----- RECORDS FOR THIS TASK -----

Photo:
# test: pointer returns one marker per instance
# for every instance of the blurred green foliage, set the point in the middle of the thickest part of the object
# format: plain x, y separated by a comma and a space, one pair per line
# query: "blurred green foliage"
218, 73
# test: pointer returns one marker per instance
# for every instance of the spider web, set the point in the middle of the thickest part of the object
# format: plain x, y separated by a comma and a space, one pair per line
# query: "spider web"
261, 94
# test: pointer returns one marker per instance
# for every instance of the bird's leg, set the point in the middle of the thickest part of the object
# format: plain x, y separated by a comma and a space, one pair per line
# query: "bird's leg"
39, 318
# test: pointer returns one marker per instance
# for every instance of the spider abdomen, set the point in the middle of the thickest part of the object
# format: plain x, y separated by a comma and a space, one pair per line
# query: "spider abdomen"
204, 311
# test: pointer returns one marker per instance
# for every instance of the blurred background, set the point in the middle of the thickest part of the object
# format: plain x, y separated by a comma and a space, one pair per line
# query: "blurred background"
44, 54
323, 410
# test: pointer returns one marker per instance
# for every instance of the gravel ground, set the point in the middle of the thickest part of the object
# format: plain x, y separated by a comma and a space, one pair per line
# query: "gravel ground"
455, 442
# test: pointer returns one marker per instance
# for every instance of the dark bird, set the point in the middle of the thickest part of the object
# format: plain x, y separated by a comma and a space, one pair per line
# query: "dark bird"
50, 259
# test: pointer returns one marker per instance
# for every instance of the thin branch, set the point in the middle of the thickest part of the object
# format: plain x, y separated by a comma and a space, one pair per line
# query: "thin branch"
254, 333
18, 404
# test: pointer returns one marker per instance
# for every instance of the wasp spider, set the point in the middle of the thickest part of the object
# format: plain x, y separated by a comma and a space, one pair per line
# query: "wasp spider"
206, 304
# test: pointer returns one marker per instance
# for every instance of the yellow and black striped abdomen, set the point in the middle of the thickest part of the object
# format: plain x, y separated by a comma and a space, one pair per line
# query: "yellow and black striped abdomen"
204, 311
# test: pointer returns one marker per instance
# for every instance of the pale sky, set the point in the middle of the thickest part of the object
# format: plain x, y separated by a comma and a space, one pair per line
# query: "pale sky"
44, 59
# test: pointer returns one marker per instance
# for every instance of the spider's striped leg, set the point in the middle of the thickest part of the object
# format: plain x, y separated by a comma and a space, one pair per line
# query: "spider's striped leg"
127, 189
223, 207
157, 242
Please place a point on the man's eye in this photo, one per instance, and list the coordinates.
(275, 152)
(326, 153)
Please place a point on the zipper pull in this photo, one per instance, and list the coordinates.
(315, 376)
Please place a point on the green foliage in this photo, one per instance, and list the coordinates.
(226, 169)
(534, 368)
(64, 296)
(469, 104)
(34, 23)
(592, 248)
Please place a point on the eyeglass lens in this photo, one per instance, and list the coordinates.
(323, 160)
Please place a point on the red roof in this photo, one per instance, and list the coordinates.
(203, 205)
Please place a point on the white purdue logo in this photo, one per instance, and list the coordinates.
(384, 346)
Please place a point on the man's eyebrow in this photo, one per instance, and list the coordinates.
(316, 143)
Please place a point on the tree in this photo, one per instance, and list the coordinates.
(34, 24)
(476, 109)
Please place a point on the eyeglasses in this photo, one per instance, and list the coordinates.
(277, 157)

-----

TASK DESCRIPTION → Please transcribe the data shown above in full, exactly as it stands.

TASK SOLUTION →
Photo:
# test: pointer returns one marker per instance
# for every instance of the blurred green foliage, set the point in the middle of the thickest part of the object
# format: plain x, y separated by a comma and a space, one pair per line
# query: "blurred green foliage"
218, 73
# test: pointer returns one marker per instance
# for every instance of the spider web, set the point in the middle of the thickest part of the object
# format: plain x, y separated by a comma and a space, one pair per line
# query: "spider web"
261, 94
# test: pointer returns one marker per instance
# for every instance of the bird's leg, set the point in the middle of the thickest part of the object
# format: plain x, y separated by a comma and a space, one pair per line
# query: "bird's leg"
39, 318
# test: pointer returns one marker per instance
# for every instance of the spider abdomen, set the point in the middle of the thickest part of the object
# format: plain x, y separated by a comma and a space, one pair per line
# query: "spider abdomen"
204, 311
# test: pointer returns one marker per instance
# for every instance of the blurred background, set the point in the middle of the thickest part of the object
# format: plain x, y separated by a comma and a space, one pair per line
# query: "blurred background"
44, 54
323, 410
# test: pointer returns one marker per instance
# for every instance of the gravel ground, set the point in the middle of the thickest part of the object
# format: plain x, y separated by a comma and a space, one pair per line
# query: "gravel ground"
455, 442
# test: pointer returns one marker per instance
# for every instance of the dark bird, set the point in the middle of the thickest part of the object
# format: plain x, y separated by a comma and a space, one pair per line
# query: "dark bird"
50, 259
# test: pointer returns one marker per instance
# for every instance of the thin branch, set the point in the middle of the thickest part of the object
# format: plain x, y separated by a comma and a space, one pair per line
# query: "thin branch"
254, 333
18, 404
# test: pointer returns one marker per instance
# for every instance of the wasp spider, set the point in the middle of the thickest part of the object
# format: plain x, y separated by a comma and a space, one pair per line
# query: "wasp spider"
206, 304
# test: pointer returns one marker per instance
# for every instance of the yellow and black striped abdomen, set the point in the middle of the thickest part of the object
# format: plain x, y separated by a comma and a space, one pair per line
# query: "yellow and black striped abdomen"
204, 311
# test: pointer returns one marker per instance
# for every instance of the pale sky, set the point in the middle of the thickest part of the object
# format: plain x, y separated by a comma and a space, one pair per line
# query: "pale sky"
44, 59
# test: pointer returns one marker per instance
# for every instance of the spider's striped leg, set the point in the middle of the thickest part of the object
# format: plain x, y separated by a comma and a space, one pair per line
# query: "spider's striped leg"
127, 189
223, 207
157, 242
Please place a point on the man's eye in this photo, one per instance, and list the coordinates.
(275, 152)
(326, 153)
Please place a point on the zipper pull in this photo, one per instance, and list the coordinates.
(315, 376)
Please place a point on the green foliage in this photo, one per instance, and list the coordinates.
(226, 169)
(534, 368)
(64, 296)
(469, 104)
(34, 23)
(592, 248)
Please place a point on the eyeglass lens in this photo, one per instance, and list the coordinates.
(323, 160)
Please place a point on the red roof in this photo, one per instance, and list the coordinates.
(203, 205)
Please place a point on the white purdue logo in this photo, one per instance, and list the coordinates.
(384, 346)
Please place a point on the man's eyebrow in this photo, one per instance, and list the coordinates.
(316, 143)
Please place a point on the tree in this photo, one per instance, and list the coordinates.
(34, 24)
(476, 109)
Please place a point on the eyeglasses in this photo, one per instance, and list the coordinates.
(277, 157)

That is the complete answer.